Locate every line in the material below that contains the string "face" and copy each one in full.

### EXTRACTED ENTRIES
%%

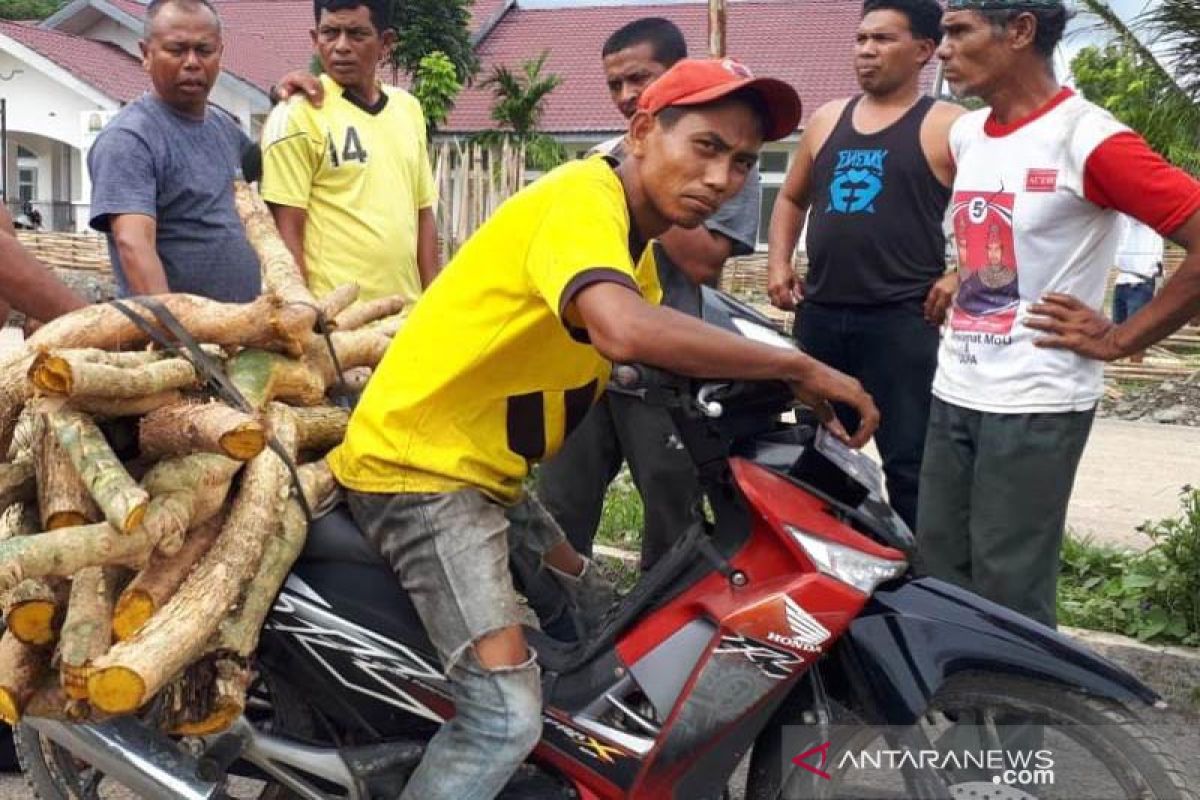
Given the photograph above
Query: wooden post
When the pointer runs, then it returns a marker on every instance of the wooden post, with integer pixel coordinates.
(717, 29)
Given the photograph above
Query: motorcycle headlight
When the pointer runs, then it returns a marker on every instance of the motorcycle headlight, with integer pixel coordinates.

%%
%%

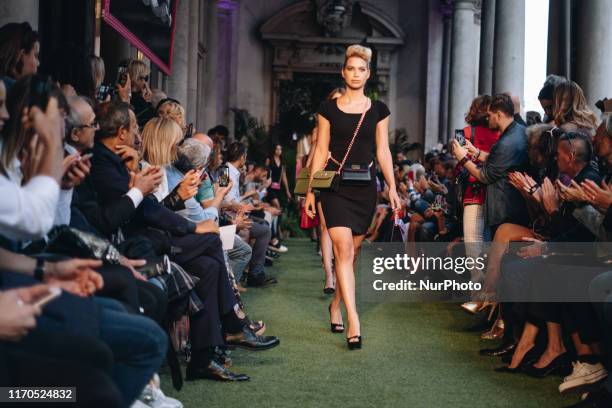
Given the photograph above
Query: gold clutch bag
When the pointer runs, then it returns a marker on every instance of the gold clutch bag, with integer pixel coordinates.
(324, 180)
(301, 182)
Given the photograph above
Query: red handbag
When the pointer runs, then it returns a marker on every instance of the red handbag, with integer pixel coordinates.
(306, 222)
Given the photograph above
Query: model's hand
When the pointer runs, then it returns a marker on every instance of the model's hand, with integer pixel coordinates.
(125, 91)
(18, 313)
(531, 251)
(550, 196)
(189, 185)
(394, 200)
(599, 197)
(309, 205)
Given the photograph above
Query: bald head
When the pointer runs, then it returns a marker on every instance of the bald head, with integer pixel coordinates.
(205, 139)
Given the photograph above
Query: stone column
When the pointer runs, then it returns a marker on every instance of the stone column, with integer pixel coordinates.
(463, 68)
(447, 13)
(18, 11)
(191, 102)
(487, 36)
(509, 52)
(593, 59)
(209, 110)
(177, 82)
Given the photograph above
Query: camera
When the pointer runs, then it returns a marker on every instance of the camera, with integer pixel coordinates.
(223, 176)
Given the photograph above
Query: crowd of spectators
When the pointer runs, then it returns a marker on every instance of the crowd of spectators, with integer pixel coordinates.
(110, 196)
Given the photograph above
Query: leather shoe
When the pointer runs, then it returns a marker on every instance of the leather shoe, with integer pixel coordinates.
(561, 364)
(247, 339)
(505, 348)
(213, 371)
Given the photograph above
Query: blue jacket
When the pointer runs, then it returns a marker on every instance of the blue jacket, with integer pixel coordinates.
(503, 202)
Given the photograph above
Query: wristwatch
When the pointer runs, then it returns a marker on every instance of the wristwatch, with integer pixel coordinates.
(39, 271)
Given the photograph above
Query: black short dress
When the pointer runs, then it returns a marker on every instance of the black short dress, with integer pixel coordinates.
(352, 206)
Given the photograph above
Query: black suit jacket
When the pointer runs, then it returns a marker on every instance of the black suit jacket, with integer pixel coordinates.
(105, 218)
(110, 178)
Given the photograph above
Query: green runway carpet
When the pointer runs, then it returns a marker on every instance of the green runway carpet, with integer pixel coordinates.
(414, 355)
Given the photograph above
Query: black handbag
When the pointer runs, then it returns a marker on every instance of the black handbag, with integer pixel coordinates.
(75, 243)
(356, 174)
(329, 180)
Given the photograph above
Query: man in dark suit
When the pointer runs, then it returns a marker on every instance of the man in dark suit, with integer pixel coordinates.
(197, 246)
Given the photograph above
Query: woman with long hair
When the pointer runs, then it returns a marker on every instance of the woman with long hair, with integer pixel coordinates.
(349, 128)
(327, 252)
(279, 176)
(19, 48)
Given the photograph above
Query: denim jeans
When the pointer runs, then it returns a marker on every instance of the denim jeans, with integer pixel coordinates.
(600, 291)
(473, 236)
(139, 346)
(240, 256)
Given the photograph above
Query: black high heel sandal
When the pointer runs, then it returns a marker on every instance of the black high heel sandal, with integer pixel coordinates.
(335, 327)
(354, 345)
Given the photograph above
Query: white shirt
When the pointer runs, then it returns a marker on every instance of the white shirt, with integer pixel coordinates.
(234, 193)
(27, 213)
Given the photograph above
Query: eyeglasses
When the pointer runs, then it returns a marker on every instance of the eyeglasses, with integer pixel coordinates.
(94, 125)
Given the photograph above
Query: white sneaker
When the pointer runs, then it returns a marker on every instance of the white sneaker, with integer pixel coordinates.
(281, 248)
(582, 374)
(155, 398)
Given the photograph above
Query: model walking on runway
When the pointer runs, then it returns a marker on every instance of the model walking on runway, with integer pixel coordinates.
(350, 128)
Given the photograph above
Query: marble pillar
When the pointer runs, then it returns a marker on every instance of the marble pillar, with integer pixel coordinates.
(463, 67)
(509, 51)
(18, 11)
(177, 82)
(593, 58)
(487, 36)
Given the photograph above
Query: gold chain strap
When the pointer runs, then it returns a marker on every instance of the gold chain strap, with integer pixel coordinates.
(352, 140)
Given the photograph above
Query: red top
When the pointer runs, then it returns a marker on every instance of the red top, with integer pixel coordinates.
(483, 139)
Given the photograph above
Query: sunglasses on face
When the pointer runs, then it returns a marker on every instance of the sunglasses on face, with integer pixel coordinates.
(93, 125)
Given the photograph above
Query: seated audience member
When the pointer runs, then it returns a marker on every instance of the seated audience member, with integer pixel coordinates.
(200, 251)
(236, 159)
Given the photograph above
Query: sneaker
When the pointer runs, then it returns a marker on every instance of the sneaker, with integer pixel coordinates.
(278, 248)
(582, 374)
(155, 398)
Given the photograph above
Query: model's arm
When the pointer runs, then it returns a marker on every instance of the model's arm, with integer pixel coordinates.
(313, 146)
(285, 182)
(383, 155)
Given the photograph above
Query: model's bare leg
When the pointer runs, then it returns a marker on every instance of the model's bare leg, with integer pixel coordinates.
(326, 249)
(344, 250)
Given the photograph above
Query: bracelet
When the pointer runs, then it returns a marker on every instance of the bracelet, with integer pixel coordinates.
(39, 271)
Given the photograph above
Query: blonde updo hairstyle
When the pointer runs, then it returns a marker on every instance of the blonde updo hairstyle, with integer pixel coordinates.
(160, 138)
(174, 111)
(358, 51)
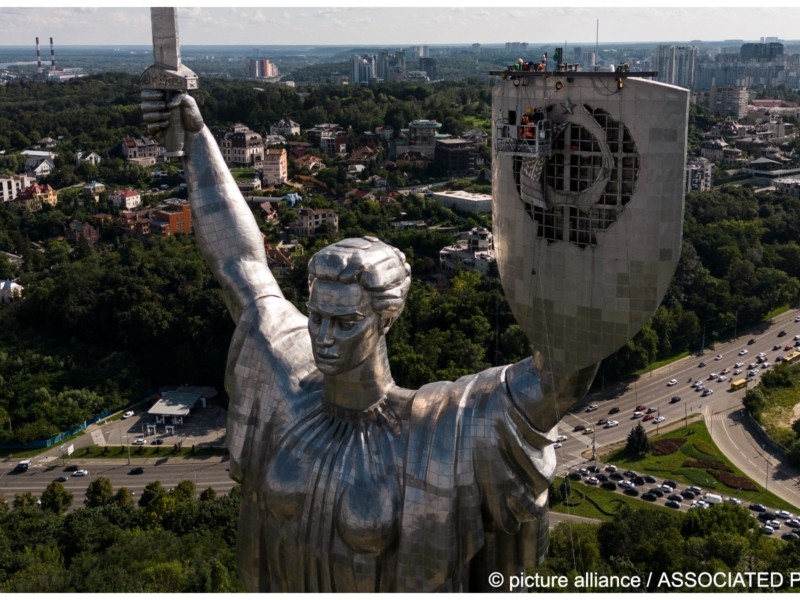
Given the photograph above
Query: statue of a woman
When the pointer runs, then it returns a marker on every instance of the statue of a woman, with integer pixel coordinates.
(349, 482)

%%
%%

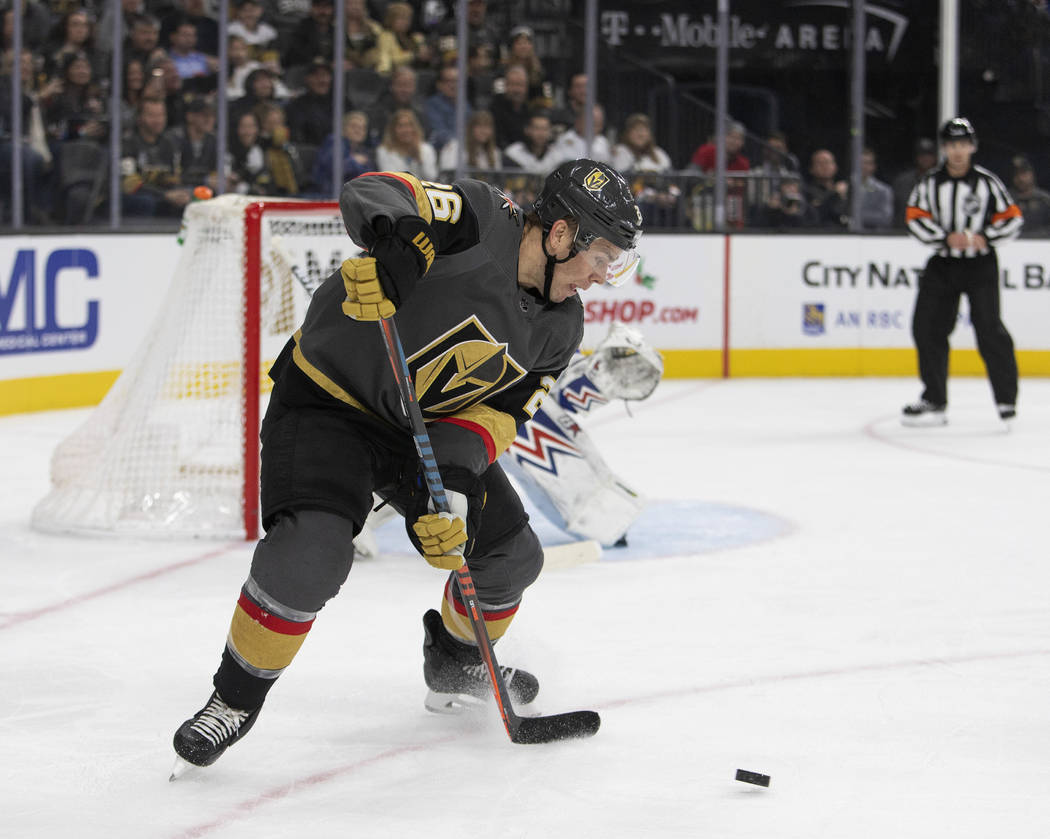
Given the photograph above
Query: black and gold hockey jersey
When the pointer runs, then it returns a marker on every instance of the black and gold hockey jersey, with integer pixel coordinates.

%%

### REPLY TO THE EXERCISE
Query: sunglasses on face
When the pointer runs, then it returns a marker on every instance of the sunglasses on face, with integer pixel coordinates.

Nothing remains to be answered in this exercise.